# PROBLEM
Repeat the data verbatim.

+++++

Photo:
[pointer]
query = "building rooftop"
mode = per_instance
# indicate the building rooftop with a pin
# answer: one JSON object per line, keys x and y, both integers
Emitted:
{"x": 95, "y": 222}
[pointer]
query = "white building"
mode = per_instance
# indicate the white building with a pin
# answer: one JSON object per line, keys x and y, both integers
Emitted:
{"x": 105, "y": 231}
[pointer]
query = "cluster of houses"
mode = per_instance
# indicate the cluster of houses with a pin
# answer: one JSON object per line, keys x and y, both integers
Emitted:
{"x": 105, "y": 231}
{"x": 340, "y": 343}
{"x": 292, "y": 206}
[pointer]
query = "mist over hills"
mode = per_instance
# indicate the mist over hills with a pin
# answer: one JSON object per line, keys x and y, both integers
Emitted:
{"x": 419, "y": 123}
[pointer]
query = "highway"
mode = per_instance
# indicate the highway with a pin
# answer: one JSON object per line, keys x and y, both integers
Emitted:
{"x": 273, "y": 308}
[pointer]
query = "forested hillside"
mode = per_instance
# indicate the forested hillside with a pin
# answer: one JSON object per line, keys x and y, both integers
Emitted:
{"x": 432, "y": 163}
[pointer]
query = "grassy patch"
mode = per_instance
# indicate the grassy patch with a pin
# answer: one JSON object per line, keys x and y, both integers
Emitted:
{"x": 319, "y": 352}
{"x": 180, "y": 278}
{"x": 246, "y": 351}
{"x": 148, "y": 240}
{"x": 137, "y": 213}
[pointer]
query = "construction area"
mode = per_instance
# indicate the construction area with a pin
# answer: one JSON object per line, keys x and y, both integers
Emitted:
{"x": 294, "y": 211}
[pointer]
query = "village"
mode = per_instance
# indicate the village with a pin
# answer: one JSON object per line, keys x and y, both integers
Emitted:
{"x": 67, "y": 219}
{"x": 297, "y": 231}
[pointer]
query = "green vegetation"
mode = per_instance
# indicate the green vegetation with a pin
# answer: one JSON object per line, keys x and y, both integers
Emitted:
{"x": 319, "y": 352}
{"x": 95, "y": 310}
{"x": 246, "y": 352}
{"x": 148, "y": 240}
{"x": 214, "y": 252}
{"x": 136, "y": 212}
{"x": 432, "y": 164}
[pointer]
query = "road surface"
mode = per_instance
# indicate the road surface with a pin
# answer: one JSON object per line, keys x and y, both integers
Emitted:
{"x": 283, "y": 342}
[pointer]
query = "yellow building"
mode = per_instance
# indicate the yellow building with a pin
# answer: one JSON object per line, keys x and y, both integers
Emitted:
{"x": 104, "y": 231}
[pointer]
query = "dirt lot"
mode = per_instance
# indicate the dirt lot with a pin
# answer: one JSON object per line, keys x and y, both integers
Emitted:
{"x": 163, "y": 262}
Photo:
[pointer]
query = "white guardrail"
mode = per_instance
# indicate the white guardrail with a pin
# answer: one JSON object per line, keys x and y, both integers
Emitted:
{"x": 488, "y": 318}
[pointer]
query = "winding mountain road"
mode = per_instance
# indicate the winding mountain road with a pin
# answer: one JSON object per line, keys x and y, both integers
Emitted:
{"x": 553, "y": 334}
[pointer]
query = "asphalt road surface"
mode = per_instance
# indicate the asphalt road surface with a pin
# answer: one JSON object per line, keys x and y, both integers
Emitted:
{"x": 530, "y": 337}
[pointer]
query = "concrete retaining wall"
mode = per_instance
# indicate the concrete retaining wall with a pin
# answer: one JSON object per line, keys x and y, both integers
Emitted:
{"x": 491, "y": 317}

+++++

# TASK RESULT
Photo:
[pointer]
query = "building rooftop"
mode = per_instance
# indicate the building rooftop with a pin
# answer: one JSON object per line, keys x and y, both integers
Emitted:
{"x": 95, "y": 222}
[pointer]
query = "white building"
mode = per_instance
# indicate the white building with a pin
# answer: one JSON object per line, keys x and y, both integers
Emitted:
{"x": 105, "y": 231}
[pointer]
query = "cluster of houses"
mode = per_instance
# indicate the cluster of houses with a pin
# answer: one JSON object per line, keys x and y, both integers
Emitted:
{"x": 105, "y": 231}
{"x": 340, "y": 343}
{"x": 292, "y": 206}
[pointer]
query = "mist over hills"
mode = per_instance
# indicate the mist over hills with a pin
# answer: one JSON object per line, keys x and y, both integers
Emitted:
{"x": 419, "y": 123}
[pointer]
query = "highway"
mode = per_instance
# indicate the highway with a pin
# answer: one JSON object per line, keys x and y, both integers
Emitted:
{"x": 273, "y": 308}
[pointer]
query = "forested hillside"
mode = per_instance
# indicate the forested hillside with a pin
# answer: one JSON object per line, keys x and y, both integers
Emitted:
{"x": 432, "y": 163}
[pointer]
query = "grassy patch"
mode = per_instance
# indicate the grassy patch with a pin
# answer: one JSON object per line, keys x and y, both integers
Emitted:
{"x": 319, "y": 352}
{"x": 180, "y": 278}
{"x": 246, "y": 351}
{"x": 148, "y": 240}
{"x": 137, "y": 213}
[pointer]
query = "construction area"
mode = per_instance
# indicate the construction area with a pin
# answer: one JSON object per line, keys x and y, both integers
Emitted:
{"x": 294, "y": 211}
[pointer]
query = "village"
mode = per_instance
# indicate the village with a pin
# answer: one JSON object per line, keys x and y, both integers
Emitted:
{"x": 67, "y": 219}
{"x": 297, "y": 231}
[pointer]
query = "green vegetation"
mode = per_instance
# indicate the green vegetation with a pin
# answer: one JSON object per line, keys x and y, both integers
Emitted:
{"x": 319, "y": 352}
{"x": 95, "y": 310}
{"x": 246, "y": 352}
{"x": 148, "y": 240}
{"x": 214, "y": 252}
{"x": 136, "y": 212}
{"x": 432, "y": 164}
[pointer]
query = "road surface"
mode = per_instance
# indicate the road surface with a pin
# answer: one JSON object per line, keys x and y, both integers
Emitted:
{"x": 283, "y": 342}
[pointer]
query = "yellow building"
mode = per_instance
# indicate the yellow building with a pin
# answer: one JSON object per line, keys x and y, both integers
Emitted:
{"x": 104, "y": 231}
[pointer]
query = "dirt lot"
mode = per_instance
# indicate the dirt lot with a pin
# answer: one JSON object per line, keys x and y, both integers
Emitted:
{"x": 163, "y": 262}
Photo:
[pointer]
query = "white guardrail"
mode = per_instance
# indicate the white guardrail with a pin
# answer: one JSON object per line, keys x and y, both integers
Emitted:
{"x": 488, "y": 318}
[pointer]
query = "winding mountain road"
mode = per_instance
# indicate the winding mountain road with a pin
# answer: one JSON object per line, keys x and y, both integers
Emitted:
{"x": 553, "y": 334}
[pointer]
query = "asphalt road surface"
mode = per_instance
# indicate the asphalt road surface with a pin
# answer: one JSON object per line, keys x and y, both integers
Emitted:
{"x": 530, "y": 337}
[pointer]
query = "concrete retaining wall"
mode = per_instance
# indicate the concrete retaining wall with a pin
# answer: one JSON object per line, keys x and y, both integers
Emitted:
{"x": 491, "y": 317}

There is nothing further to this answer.